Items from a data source

++++++++++++++++++++

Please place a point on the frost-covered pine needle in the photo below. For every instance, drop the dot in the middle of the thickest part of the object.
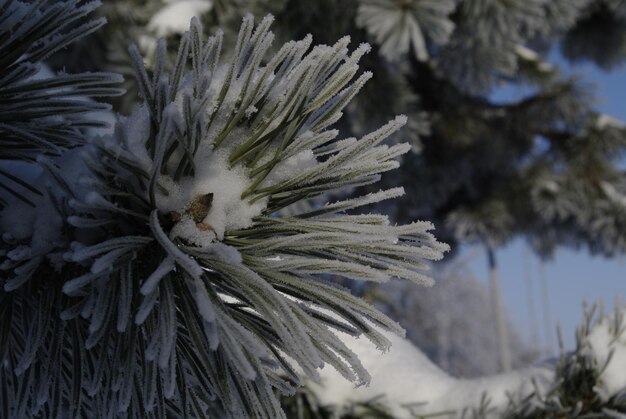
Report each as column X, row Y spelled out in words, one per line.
column 168, row 282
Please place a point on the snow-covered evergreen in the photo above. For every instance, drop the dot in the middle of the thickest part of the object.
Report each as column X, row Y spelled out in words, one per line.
column 155, row 275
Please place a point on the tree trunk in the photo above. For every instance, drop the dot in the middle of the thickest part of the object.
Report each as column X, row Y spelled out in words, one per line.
column 502, row 333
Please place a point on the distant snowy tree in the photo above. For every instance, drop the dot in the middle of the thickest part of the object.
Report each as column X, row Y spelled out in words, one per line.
column 586, row 383
column 451, row 322
column 155, row 277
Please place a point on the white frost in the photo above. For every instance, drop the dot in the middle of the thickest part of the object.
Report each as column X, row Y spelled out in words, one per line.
column 406, row 377
column 228, row 210
column 602, row 341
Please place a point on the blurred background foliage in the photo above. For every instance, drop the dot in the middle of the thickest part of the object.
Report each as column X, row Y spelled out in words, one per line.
column 505, row 143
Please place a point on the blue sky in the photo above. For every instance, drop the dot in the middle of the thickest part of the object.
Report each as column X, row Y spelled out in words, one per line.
column 572, row 276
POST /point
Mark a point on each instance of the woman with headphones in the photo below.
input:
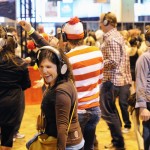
(60, 98)
(14, 79)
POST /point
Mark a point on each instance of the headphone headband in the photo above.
(52, 49)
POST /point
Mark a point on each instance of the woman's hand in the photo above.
(25, 25)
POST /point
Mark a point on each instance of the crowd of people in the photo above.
(88, 70)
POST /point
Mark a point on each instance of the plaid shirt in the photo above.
(116, 59)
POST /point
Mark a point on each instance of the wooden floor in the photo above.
(28, 128)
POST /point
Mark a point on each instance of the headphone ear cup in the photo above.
(105, 22)
(147, 43)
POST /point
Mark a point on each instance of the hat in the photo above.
(74, 29)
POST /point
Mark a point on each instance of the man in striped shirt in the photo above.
(87, 65)
(117, 80)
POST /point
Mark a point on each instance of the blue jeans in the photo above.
(110, 113)
(146, 131)
(123, 93)
(88, 122)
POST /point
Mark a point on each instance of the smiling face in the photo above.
(48, 71)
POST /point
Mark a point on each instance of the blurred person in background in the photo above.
(14, 79)
(116, 82)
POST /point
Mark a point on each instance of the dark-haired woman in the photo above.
(60, 96)
(14, 79)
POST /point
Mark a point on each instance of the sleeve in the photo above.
(113, 55)
(142, 69)
(63, 107)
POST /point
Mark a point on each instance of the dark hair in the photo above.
(8, 51)
(147, 36)
(133, 41)
(47, 54)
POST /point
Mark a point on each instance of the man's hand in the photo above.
(25, 25)
(144, 114)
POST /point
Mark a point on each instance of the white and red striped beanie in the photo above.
(74, 29)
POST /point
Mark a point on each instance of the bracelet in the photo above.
(31, 31)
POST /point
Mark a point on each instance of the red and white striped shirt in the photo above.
(87, 65)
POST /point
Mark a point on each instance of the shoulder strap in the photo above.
(71, 116)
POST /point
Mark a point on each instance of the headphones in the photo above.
(14, 38)
(63, 65)
(4, 36)
(64, 35)
(105, 20)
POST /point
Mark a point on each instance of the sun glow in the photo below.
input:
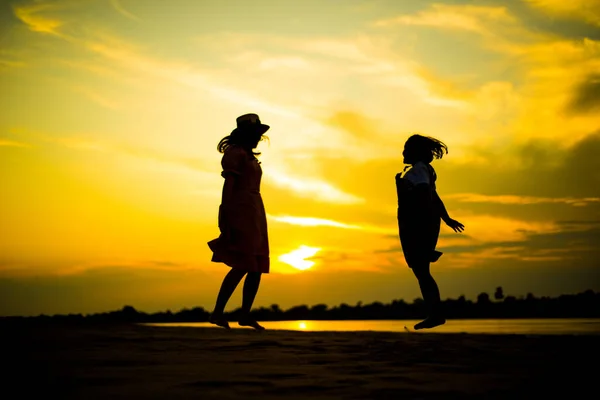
(297, 258)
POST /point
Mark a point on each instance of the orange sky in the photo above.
(111, 111)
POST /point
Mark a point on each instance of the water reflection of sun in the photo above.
(297, 258)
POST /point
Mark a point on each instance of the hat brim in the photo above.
(262, 128)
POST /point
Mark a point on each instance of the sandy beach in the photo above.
(142, 362)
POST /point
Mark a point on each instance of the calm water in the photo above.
(493, 326)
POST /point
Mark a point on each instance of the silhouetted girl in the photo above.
(243, 243)
(419, 212)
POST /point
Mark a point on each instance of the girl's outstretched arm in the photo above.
(455, 225)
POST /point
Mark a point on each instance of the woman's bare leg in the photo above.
(230, 282)
(251, 285)
(431, 296)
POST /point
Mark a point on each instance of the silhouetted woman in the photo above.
(419, 212)
(243, 243)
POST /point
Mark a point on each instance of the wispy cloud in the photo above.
(12, 143)
(121, 10)
(98, 98)
(585, 10)
(311, 188)
(456, 17)
(31, 15)
(316, 222)
(512, 199)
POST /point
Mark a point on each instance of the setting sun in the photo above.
(297, 258)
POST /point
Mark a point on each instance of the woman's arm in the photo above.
(440, 204)
(226, 201)
(455, 225)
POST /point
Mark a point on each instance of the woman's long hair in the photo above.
(239, 138)
(426, 148)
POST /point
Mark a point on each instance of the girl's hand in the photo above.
(455, 225)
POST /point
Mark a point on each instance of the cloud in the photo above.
(513, 199)
(31, 16)
(316, 222)
(312, 188)
(12, 143)
(454, 17)
(587, 95)
(98, 98)
(584, 10)
(121, 10)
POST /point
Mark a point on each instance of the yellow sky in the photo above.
(111, 111)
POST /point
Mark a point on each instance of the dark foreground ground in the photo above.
(140, 362)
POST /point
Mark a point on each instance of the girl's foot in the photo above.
(219, 321)
(251, 323)
(430, 322)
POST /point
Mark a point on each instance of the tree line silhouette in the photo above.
(582, 305)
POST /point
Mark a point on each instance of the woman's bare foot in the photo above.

++++++++++++++++++++

▸ TASK TO COMPLETE
Exactly reproduce the entries above, minus the pictures.

▸ WRITTEN ANSWER
Please place a point on the frost-covered pine needle in the photo below. For every instance, drop the dot in the middle of the thickest part of the object.
Report each as column X, row Y spelled out in words, one per line.
column 168, row 282
Please place a point on the snow-covered evergreen in the photo above. For every instance, drop the dot in the middle of the thickest part of the object.
Report each as column X, row Y spelled out in words, one per line.
column 155, row 275
Please place a point on the tree trunk in the photo above. For every instance, drop the dot in the middle of the thickest part of the object.
Report each as column X, row Y spelled out in words, one per line.
column 502, row 333
Please place a point on the distant snowy tree in the photo above. For every instance, drop the dot in the middle of the thickest part of the object.
Report each as column X, row Y spelled out in words, one per line.
column 586, row 383
column 451, row 322
column 155, row 277
Please place a point on the white frost in the photo above. For every instance, drop the dot in the middle of the thickest part of the object.
Report each as column X, row Y spelled out in words, one per line.
column 406, row 377
column 228, row 210
column 602, row 341
Please place a point on the blurred background foliage in the photo above. For every instance, drop the dot in the middle of the thickest part of the object.
Report each as column X, row Y spelled out in words, one per line.
column 505, row 143
Please place a point on the blue sky in the photo above. For every instance, drop the dot in the middle of the thickest part of the object.
Report each as column X, row Y spelled out in words, one per line.
column 572, row 276
POST /point
Mark a point on each instance of the woman with headphones in the photo below.
input:
(60, 98)
(14, 79)
POST /point
Mark a point on each instance of the headphone headband in the photo above.
(52, 49)
POST /point
Mark a point on each instance of the woman's hand in the photo above.
(25, 25)
POST /point
Mark a point on each instance of the crowd of people in the photo above.
(88, 70)
POST /point
Mark a point on each instance of the plaid shirt in the photo above.
(116, 59)
POST /point
Mark a point on each instance of the wooden floor in the photo above.
(28, 128)
POST /point
Mark a point on each instance of the headphone ear cup in the photo above.
(105, 22)
(147, 43)
POST /point
Mark a point on each instance of the hat in the photo above.
(74, 29)
POST /point
Mark a point on each instance of the man in striped shirt in the photo above.
(87, 65)
(117, 80)
POST /point
Mark a point on each instance of the blue jeans in the photo above.
(110, 113)
(146, 131)
(123, 93)
(88, 122)
POST /point
Mark a point on each instance of the smiling face in the photo above.
(48, 71)
POST /point
Mark a point on each instance of the blurred person in background in the photo above.
(14, 79)
(116, 82)
POST /point
Mark a point on each instance of the dark-haired woman in the photo above.
(60, 96)
(14, 79)
POST /point
Mark a point on each instance of the sleeve in the photo above.
(113, 55)
(142, 69)
(63, 107)
POST /point
Mark a point on each instance of the dark hair in the photo above.
(8, 51)
(147, 36)
(133, 41)
(47, 54)
POST /point
Mark a point on each instance of the man's hand in the photo above.
(25, 25)
(144, 114)
POST /point
Mark a point on each instance of the white and red striped beanie in the photo above.
(74, 29)
POST /point
Mark a point on each instance of the bracelet in the photo above.
(31, 31)
POST /point
Mark a point on each instance of the red and white striped shirt in the photo above.
(87, 65)
POST /point
Mark a point on each instance of the shoulder strap in the photo above.
(71, 116)
POST /point
Mark a point on each instance of the headphones in the photo above.
(14, 38)
(63, 65)
(4, 36)
(64, 35)
(105, 20)
POST /point
Mark a point on each instance of the sun glow in the photo below.
input:
(297, 258)
POST /point
Mark a point on each instance of the orange sky in the photo above.
(111, 111)
POST /point
Mark a point on each instance of the water reflection of sun in the photo above.
(297, 258)
POST /point
Mark a point on each instance of the hat brim in the photo above.
(262, 128)
POST /point
Mark a point on each instance of the sandy beach in the photo above.
(142, 362)
POST /point
Mark a point on each instance of the calm water in the photo above.
(493, 326)
POST /point
Mark a point on each instance of the silhouetted girl in the photo above.
(243, 243)
(419, 212)
POST /point
Mark a point on each instance of the girl's outstretched arm in the photo above.
(455, 225)
POST /point
Mark a point on each instance of the woman's bare leg in the photo above.
(230, 282)
(251, 285)
(431, 296)
POST /point
Mark a point on each instance of the silhouetted woman in the photo above.
(419, 212)
(243, 243)
POST /point
Mark a point on each instance of the wispy cloud in the photo above.
(12, 143)
(121, 10)
(98, 98)
(585, 10)
(311, 188)
(456, 17)
(31, 15)
(316, 222)
(512, 199)
POST /point
Mark a point on each instance of the setting sun in the photo above.
(297, 258)
POST /point
Mark a point on each instance of the woman's arm in the photo above.
(440, 204)
(226, 201)
(455, 225)
POST /point
Mark a point on each instance of the woman's long hair in the photo above.
(239, 138)
(426, 148)
POST /point
Mark a point on each instance of the girl's hand in the photo above.
(455, 225)
POST /point
Mark a point on each instance of the cloud in the photo above.
(513, 199)
(31, 16)
(316, 222)
(312, 188)
(12, 143)
(454, 17)
(587, 95)
(98, 98)
(584, 10)
(121, 10)
POST /point
Mark a point on each instance of the yellow sky in the photo above.
(111, 111)
POST /point
Mark a point on each instance of the dark foreground ground in the photo above.
(140, 362)
POST /point
Mark a point on each instance of the girl's foot in the photo above.
(219, 321)
(251, 323)
(430, 322)
POST /point
Mark a point on each instance of the tree line silhouette in the photo above.
(582, 305)
POST /point
Mark a point on each instance of the woman's bare foot in the photo above.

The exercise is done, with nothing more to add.